What is needed: Pictures appear in the records below; write out everything else exactly.

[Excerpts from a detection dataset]
Begin

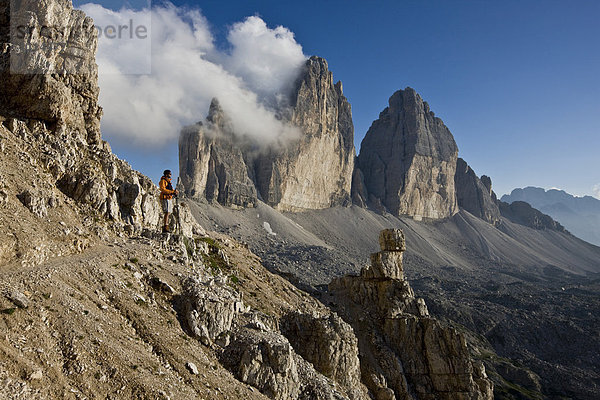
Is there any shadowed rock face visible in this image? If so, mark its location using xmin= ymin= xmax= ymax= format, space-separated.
xmin=256 ymin=57 xmax=355 ymax=211
xmin=454 ymin=158 xmax=500 ymax=225
xmin=179 ymin=57 xmax=355 ymax=211
xmin=0 ymin=0 xmax=102 ymax=144
xmin=358 ymin=88 xmax=458 ymax=219
xmin=0 ymin=0 xmax=173 ymax=234
xmin=329 ymin=229 xmax=493 ymax=399
xmin=179 ymin=99 xmax=257 ymax=207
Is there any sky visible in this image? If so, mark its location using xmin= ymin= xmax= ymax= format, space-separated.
xmin=74 ymin=0 xmax=600 ymax=197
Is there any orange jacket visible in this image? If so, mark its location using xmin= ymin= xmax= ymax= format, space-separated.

End

Answer to this task:
Is there any shadowed rock face visible in this image? If so, mark its location using xmin= ymin= xmax= ymax= format, space-separated.
xmin=256 ymin=57 xmax=355 ymax=211
xmin=454 ymin=158 xmax=500 ymax=225
xmin=179 ymin=57 xmax=355 ymax=211
xmin=0 ymin=0 xmax=102 ymax=144
xmin=358 ymin=88 xmax=458 ymax=219
xmin=0 ymin=0 xmax=173 ymax=234
xmin=329 ymin=229 xmax=493 ymax=399
xmin=179 ymin=99 xmax=257 ymax=207
Is there any sky visible in this image? If so, mark its location using xmin= ymin= xmax= ymax= format, space-separated.
xmin=74 ymin=0 xmax=600 ymax=197
Is there any orange jacket visible in this image? If so, mark its location using xmin= ymin= xmax= ymax= format, space-separated.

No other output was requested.